YOUR GOAL: Copy out the Tilly's earnings call transcript below word for word, from its title line through its final sentence.

Tilly's, Inc. ($TLYS)

Earnings Call Transcript · March 11, 2026

NYSE US Consumer Discretionary Specialty Retail Earnings Calls 24 min

Earnings Call Speaker Segments

Operator

Operator
#1

Good afternoon, everyone, and welcome to the Tilly's Fourth Quarter and Full Year 2025 Earnings Conference Call. [Operator Instructions] Please note that today's event is being recorded. At this time, I'd like to turn the floor over to Gar Jackson with Investor Relations. Please go ahead.

Gar Jackson

Attendees
#2

Good afternoon, and welcome to the Tilly's Fiscal 2025 Fourth Quarter Earnings Call. Nate Smith, President and Chief Executive Officer; and Michael Henry, Executive Vice President and Chief Financial Officer; will discuss the company's business and operating results and then host a Q&A session. For a copy of Tilly's earnings press release, please visit the Investor Relations section of the company's website at tillys.com. From the same section, shortly after the conclusion of the call, you will also be able to find a recorded replay of the call for the next 30 days. Certain forward-looking statements will be made during this call that reflect Tilly's judgment and analysis only as of today, March 11, 2026, and actual results may differ materially from current expectations based on various factors affecting Tilly's business. Accordingly, you should not place undue reliance on these forward-looking statements. For a more thorough discussion of the risks and uncertainties associated with any forward-looking statements, please see the disclaimer regarding forward-looking statements that is included in our fiscal 2025 fourth quarter earnings release, which is furnished to the SEC today on Form 8-K as well as our other filings with the SEC referenced in that disclaimer. Today's call will be limited to 1 hour and will include a Q&A session after our prepared remarks. I will now turn the call over to Nate.

ROWS:
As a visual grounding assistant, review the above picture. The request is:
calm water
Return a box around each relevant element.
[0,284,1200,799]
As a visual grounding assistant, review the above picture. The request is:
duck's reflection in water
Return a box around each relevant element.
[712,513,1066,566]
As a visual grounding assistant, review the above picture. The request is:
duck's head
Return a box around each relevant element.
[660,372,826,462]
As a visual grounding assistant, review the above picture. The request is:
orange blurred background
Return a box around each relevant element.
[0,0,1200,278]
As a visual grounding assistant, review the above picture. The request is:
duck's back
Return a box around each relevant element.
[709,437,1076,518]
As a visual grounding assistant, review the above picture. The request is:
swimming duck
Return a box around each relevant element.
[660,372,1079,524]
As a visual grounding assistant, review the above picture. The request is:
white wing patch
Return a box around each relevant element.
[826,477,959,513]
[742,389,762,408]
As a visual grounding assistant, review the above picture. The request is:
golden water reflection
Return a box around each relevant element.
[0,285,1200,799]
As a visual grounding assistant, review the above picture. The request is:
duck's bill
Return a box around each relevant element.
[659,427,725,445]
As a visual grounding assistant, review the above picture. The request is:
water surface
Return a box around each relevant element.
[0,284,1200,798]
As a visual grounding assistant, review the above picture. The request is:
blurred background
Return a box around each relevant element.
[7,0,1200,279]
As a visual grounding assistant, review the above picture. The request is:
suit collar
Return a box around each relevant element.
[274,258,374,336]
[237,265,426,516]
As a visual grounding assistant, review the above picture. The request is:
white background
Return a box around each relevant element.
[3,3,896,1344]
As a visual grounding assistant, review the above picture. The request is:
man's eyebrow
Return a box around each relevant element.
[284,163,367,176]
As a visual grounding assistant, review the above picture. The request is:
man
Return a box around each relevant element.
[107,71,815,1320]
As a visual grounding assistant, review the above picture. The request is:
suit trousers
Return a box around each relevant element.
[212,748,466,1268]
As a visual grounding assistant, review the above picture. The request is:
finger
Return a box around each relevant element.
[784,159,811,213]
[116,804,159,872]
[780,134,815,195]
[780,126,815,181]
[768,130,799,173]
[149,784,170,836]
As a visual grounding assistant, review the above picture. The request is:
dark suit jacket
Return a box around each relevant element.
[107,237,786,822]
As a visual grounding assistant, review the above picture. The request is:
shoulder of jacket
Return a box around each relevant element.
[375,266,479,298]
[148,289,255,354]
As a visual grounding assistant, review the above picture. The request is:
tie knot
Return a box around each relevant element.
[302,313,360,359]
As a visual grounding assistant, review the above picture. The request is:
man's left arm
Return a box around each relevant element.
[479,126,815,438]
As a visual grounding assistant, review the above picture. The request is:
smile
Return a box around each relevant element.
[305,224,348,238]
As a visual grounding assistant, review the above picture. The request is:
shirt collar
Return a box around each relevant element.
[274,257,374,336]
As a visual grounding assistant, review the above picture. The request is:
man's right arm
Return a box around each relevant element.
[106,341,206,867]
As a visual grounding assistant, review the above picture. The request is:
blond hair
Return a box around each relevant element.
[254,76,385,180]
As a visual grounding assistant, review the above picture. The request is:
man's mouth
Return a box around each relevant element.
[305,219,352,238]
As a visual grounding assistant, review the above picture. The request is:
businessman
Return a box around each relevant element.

TASK RESPONSE:
Tilly's, Inc. ($TLYS)

Earnings Call Transcript · March 11, 2026

NYSE US Consumer Discretionary Specialty Retail Earnings Calls 24 min

Earnings Call Speaker Segments

Operator

Operator
#1

Good afternoon, everyone, and welcome to the Tilly's Fourth Quarter and Full Year 2025 Earnings Conference Call. [Operator Instructions] Please note that today's event is being recorded. At this time, I'd like to turn the floor over to Gar Jackson with Investor Relations. Please go ahead.

Gar Jackson

Attendees
#2

Good afternoon, and welcome to the Tilly's Fiscal 2025 Fourth Quarter Earnings Call. Nate Smith, President and Chief Executive Officer; and Michael Henry, Executive Vice President and Chief Financial Officer; will discuss the company's business and operating results and then host a Q&A session. For a copy of Tilly's earnings press release, please visit the Investor Relations section of the company's website at tillys.com. From the same section, shortly after the conclusion of the call, you will also be able to find a recorded replay of the call for the next 30 days. Certain forward-looking statements will be made during this call that reflect Tilly's judgment and analysis only as of today, March 11, 2026, and actual results may differ materially from current expectations based on various factors affecting Tilly's business. Accordingly, you should not place undue reliance on these forward-looking statements. For a more thorough discussion of the risks and uncertainties associated with any forward-looking statements, please see the disclaimer regarding forward-looking statements that is included in our fiscal 2025 fourth quarter earnings release, which is furnished to the SEC today on Form 8-K as well as our other filings with the SEC referenced in that disclaimer. Today's call will be limited to 1 hour and will include a Q&A session after our prepared remarks. I will now turn the call over to Nate.